### What is required:
Return the listing word for word, as given.

Extracted records
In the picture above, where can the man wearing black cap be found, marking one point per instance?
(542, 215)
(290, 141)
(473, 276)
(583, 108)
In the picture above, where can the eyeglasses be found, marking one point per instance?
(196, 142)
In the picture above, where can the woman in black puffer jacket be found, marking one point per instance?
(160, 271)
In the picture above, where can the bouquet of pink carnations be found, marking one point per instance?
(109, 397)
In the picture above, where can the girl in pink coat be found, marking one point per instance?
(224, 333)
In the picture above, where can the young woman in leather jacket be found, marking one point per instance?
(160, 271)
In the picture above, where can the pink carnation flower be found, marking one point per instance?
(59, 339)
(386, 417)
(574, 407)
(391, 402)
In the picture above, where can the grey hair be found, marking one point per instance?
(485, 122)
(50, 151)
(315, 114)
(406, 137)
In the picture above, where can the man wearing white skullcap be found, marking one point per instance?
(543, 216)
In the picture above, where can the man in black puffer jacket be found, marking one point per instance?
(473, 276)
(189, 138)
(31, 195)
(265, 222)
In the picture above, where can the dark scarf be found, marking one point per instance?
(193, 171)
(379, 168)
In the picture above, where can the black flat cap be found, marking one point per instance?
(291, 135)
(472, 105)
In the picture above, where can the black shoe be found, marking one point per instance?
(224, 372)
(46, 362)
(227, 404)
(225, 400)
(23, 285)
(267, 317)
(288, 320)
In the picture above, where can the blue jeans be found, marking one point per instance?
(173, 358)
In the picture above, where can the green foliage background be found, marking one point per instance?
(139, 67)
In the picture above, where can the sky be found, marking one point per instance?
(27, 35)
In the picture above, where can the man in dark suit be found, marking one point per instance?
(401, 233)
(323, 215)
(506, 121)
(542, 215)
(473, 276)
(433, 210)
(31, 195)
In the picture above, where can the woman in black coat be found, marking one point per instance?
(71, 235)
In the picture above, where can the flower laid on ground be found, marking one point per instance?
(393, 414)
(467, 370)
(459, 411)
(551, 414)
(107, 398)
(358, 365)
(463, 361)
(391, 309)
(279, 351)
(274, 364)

### Problem solution:
In the picture above, where can the man wearing black cap be found, marking one point per instance?
(542, 215)
(290, 141)
(473, 276)
(583, 108)
In the picture above, where can the eyeglasses be found, marking one point per instance?
(196, 142)
In the picture above, where can the woman in black puffer jacket be found, marking one point per instance?
(160, 271)
In the picture above, where can the bouquet of pink carnations be found, marking one point per instance?
(109, 397)
In the picture above, where can the girl in pink coat be found, marking one point per instance?
(224, 333)
In the picture above, where can the young woman in leather jacket be found, marking one point per instance?
(160, 271)
In the picture above, where can the pink carnation flower be found, marking one point per instance?
(59, 339)
(386, 417)
(574, 407)
(391, 402)
In the picture above, where can the grey hair be found, marking one point per instance?
(485, 122)
(50, 151)
(315, 114)
(406, 137)
In the picture above, where can the man wearing white skullcap be found, marking one point per instance?
(543, 216)
In the picture above, where can the man in black puffer jacket be found, marking one point per instance?
(473, 276)
(189, 138)
(31, 195)
(265, 222)
In the picture above, where can the dark scarf be found, marking one point per instance?
(193, 171)
(379, 168)
In the picture above, where can the black flat cap be found, marking one point per instance?
(291, 135)
(472, 105)
In the picture above, where can the black shoe be found, marking one point per instance?
(224, 372)
(46, 362)
(227, 404)
(225, 400)
(23, 285)
(267, 317)
(288, 320)
In the picture above, where can the blue jeans be found, marking one point per instance?
(173, 358)
In the picture above, where can the green foliage background be found, marking one point per instance?
(139, 67)
In the picture above, where can the sky be found, marking one point per instance?
(27, 35)
In the picture above, where can the man in dark suit be found, marking one point per instance?
(401, 233)
(323, 215)
(506, 121)
(542, 215)
(473, 276)
(433, 210)
(31, 195)
In the picture above, where can the woman in black coat be found, marking one point per instance?
(71, 235)
In the picture above, where can the flower laid on ground be found, marking one point per instance?
(393, 414)
(467, 370)
(459, 411)
(551, 414)
(107, 398)
(358, 365)
(463, 361)
(391, 309)
(279, 351)
(274, 364)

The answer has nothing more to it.